**Referring expression data:**
++++++++++++++++++++

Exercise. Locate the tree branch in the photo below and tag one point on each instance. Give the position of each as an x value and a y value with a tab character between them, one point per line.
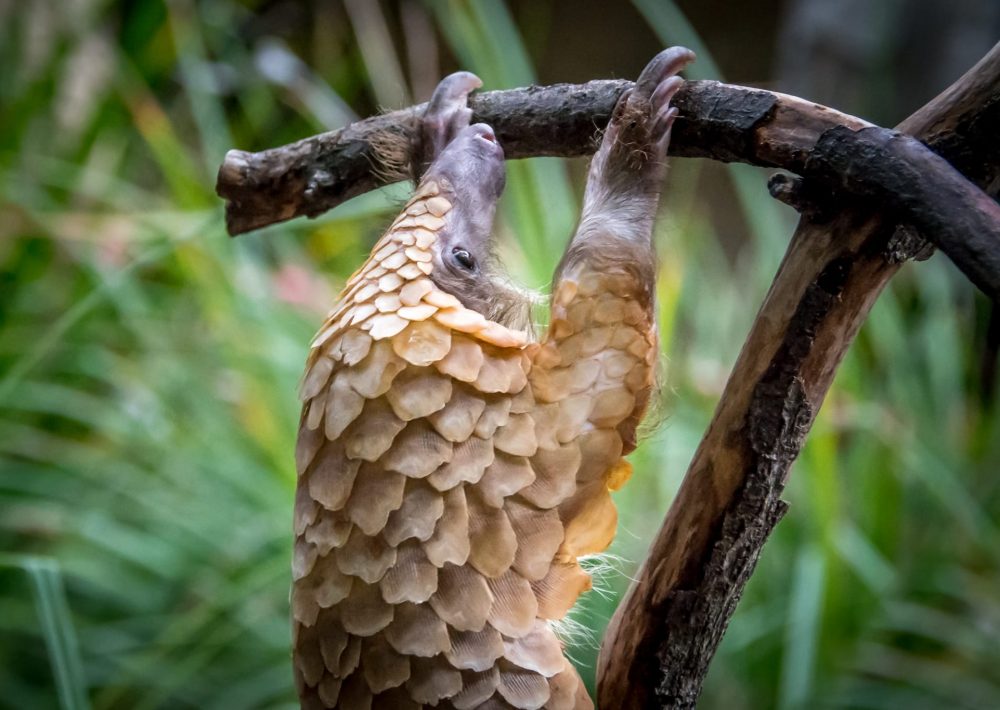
658	647
729	123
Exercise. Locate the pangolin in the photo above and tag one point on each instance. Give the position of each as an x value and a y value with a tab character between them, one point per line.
452	469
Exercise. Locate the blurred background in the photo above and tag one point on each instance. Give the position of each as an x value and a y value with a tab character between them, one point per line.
148	363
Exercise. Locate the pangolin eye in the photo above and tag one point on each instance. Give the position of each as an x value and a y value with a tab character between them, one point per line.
464	258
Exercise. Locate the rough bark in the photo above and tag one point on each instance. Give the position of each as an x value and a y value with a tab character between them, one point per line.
846	248
719	121
659	645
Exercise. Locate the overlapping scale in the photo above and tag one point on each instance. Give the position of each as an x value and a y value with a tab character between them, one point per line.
449	476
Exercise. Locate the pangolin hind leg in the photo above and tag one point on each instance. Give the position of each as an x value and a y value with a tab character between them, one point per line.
596	369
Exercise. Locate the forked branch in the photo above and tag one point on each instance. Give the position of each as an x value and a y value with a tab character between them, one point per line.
844	251
659	644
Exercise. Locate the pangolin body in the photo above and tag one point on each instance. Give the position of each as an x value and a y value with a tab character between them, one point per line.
451	473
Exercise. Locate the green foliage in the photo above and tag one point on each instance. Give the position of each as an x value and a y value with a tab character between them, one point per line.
148	368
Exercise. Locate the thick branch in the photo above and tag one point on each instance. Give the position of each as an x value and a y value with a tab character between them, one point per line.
663	636
719	121
730	123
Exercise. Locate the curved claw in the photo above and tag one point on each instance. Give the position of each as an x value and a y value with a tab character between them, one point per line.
447	112
663	65
452	92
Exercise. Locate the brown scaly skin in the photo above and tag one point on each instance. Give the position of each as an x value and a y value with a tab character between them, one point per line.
451	471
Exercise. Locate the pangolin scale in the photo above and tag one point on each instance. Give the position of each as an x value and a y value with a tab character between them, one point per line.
452	472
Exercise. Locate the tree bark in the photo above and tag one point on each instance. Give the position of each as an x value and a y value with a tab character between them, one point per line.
719	121
862	186
658	647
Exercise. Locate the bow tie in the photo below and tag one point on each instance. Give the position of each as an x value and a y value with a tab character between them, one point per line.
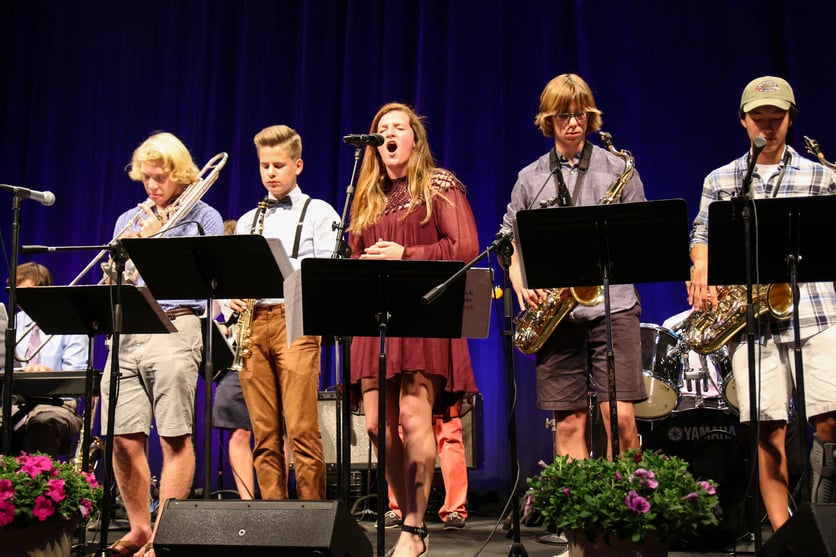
283	202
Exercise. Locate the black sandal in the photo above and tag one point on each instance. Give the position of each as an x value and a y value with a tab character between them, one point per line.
420	531
417	531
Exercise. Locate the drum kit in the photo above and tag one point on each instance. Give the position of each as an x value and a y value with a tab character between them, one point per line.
678	379
691	412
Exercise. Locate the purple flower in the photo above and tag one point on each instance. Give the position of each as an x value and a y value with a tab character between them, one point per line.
55	490
636	502
707	487
645	477
43	508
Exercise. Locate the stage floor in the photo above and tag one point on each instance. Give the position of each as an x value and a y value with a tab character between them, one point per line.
484	536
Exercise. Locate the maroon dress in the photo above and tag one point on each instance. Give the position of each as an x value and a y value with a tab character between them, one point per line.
450	234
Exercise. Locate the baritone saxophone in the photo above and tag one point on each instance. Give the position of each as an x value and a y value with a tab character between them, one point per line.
706	331
243	343
534	325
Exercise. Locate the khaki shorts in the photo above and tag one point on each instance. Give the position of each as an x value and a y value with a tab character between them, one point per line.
158	381
775	376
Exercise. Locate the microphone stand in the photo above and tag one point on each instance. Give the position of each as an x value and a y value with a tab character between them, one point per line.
120	257
504	248
747	200
342	365
11	330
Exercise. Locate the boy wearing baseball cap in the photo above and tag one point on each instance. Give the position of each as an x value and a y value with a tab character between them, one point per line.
767	110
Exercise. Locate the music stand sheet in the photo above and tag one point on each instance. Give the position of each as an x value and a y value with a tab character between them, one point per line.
567	246
476	313
88	310
344	297
243	266
781	226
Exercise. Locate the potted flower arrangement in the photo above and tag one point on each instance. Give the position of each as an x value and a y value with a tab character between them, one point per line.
43	500
641	499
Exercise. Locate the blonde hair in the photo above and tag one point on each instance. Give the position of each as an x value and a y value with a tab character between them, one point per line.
280	135
37	273
558	96
165	149
370	197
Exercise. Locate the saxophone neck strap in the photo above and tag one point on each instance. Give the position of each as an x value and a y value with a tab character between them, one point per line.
564	198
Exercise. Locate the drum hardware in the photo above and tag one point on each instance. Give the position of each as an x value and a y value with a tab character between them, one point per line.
662	370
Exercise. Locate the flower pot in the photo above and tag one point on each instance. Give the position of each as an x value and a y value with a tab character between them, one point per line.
581	546
53	538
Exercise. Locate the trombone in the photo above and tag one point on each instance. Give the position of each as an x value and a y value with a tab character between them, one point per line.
179	208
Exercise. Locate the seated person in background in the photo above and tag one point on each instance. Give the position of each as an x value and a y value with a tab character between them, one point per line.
230	410
49	428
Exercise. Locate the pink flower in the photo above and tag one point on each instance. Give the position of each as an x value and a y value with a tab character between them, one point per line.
636	502
34	465
707	487
7	513
85	507
55	490
7	493
43	508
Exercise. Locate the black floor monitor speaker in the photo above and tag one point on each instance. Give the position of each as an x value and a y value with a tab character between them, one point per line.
808	533
210	528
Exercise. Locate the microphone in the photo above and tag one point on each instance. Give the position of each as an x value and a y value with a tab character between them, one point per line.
372	139
549	202
45	198
758	145
37	249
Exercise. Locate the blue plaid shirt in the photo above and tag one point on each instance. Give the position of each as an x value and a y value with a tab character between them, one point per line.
801	178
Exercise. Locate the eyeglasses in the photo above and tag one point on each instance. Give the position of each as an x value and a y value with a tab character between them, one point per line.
564	117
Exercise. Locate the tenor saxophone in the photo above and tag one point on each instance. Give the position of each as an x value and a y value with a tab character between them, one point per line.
706	331
243	343
534	325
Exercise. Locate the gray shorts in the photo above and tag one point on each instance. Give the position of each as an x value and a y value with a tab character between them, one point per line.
158	381
577	346
230	409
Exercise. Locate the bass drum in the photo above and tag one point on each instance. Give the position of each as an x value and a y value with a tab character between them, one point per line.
661	366
708	440
704	381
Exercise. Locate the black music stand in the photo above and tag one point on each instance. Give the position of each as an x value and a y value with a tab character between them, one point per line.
89	310
604	245
350	297
210	267
786	233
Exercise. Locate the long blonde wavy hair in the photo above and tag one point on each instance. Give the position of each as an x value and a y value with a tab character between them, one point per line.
370	197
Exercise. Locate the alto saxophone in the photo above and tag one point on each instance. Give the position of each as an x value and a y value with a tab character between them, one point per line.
243	344
534	325
706	331
814	149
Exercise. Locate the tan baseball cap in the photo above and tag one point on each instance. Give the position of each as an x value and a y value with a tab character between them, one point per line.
767	91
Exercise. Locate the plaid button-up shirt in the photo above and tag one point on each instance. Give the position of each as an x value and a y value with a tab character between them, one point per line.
801	177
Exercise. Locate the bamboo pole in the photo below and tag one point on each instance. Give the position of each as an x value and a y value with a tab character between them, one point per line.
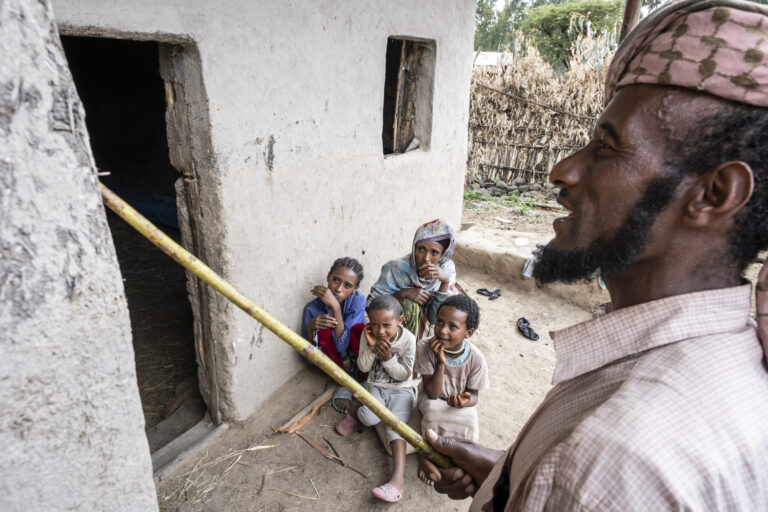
302	346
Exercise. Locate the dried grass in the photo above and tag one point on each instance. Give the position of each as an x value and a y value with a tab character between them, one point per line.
524	118
199	481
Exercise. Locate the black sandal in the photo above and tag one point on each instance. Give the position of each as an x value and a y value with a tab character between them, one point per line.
492	295
524	326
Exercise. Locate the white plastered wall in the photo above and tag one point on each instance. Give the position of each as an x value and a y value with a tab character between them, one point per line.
295	93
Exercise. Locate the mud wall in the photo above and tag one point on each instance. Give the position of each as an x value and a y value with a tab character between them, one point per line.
294	95
71	427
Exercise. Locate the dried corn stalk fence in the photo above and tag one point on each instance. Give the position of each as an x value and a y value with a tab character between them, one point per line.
523	118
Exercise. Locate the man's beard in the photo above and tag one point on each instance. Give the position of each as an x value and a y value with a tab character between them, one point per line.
615	253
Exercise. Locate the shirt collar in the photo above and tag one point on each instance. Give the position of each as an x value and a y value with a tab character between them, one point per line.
592	344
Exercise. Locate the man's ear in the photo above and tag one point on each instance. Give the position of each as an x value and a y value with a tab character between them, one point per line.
719	193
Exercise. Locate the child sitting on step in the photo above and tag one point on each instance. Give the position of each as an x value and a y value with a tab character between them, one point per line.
387	354
330	318
423	279
453	372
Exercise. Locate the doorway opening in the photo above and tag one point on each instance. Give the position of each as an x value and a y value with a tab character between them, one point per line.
124	97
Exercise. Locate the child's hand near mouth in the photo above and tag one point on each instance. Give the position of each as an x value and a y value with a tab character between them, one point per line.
382	348
437	347
432	271
459	401
369	337
326	296
325	322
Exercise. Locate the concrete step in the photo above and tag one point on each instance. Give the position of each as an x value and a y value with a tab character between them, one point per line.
499	254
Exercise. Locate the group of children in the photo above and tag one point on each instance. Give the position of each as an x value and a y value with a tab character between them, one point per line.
412	299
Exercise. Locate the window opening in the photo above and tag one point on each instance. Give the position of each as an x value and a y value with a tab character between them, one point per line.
408	85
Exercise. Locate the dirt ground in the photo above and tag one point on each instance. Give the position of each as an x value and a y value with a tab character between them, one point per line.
285	475
252	469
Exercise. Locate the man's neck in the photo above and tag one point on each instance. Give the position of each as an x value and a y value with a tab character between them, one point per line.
654	280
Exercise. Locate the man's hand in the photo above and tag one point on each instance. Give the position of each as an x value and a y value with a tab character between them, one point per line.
432	271
417	295
473	462
326	296
437	348
324	322
459	401
761	296
382	348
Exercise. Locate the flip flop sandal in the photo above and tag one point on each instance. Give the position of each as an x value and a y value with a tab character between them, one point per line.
347	425
492	295
340	393
388	493
524	326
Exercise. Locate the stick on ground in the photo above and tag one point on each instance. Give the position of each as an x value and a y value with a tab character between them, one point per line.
302	417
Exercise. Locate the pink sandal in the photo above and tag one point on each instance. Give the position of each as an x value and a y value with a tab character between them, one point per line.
347	425
387	492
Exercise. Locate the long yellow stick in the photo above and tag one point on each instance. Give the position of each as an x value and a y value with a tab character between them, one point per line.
302	346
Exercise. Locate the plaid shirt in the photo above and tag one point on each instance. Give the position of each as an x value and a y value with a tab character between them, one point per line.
659	406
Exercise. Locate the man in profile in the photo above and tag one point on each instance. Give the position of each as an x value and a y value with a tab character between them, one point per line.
661	404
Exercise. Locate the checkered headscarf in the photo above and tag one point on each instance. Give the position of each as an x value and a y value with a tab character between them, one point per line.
716	46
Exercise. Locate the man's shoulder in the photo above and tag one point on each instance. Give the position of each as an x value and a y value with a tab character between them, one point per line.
667	440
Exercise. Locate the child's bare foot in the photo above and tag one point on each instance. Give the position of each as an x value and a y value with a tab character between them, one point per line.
425	472
343	405
391	491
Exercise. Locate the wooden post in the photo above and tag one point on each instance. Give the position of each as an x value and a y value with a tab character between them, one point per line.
631	14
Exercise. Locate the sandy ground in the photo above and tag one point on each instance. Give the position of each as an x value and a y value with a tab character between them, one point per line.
282	472
520	372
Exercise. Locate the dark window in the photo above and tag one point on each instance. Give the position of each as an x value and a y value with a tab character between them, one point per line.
408	83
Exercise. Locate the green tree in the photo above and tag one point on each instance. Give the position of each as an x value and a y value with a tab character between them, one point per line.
494	29
551	26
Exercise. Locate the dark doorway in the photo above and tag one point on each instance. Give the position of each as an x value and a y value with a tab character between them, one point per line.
123	95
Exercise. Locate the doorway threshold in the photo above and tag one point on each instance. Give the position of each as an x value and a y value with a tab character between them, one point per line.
189	444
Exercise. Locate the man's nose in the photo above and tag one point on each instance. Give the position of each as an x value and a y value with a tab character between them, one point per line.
567	172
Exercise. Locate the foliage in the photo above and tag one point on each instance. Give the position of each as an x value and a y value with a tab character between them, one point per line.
493	30
531	118
555	27
507	201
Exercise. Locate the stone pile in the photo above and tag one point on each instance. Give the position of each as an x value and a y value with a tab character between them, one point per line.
518	187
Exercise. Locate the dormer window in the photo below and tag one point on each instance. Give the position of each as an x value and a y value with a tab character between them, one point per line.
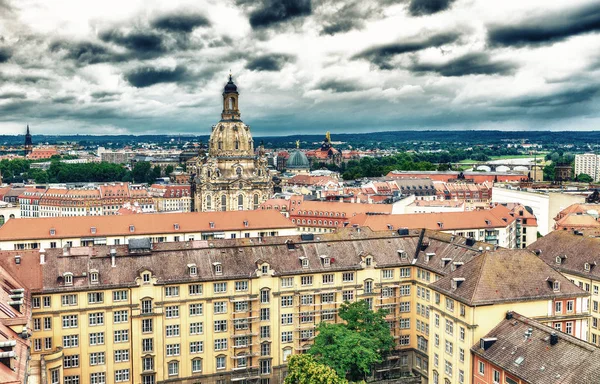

++++++++++++++++++++

**Directions:** Begin the copy at the line containing "Exercise. Locate the stone" and end it at the last line of the records; transcribe exactly and exclude pictures.

**Written solution:**
Exercise. Locate the stone pile in the photo above and tag one point on each instance. Give the position of each as an x value and a y value with a tab character between them, one point per line.
518	187
Exercise. Locate the dormer window in the photo below and tag one point on each instance. Give the position of each as an x value and a y value with a tab character between them, one point per line.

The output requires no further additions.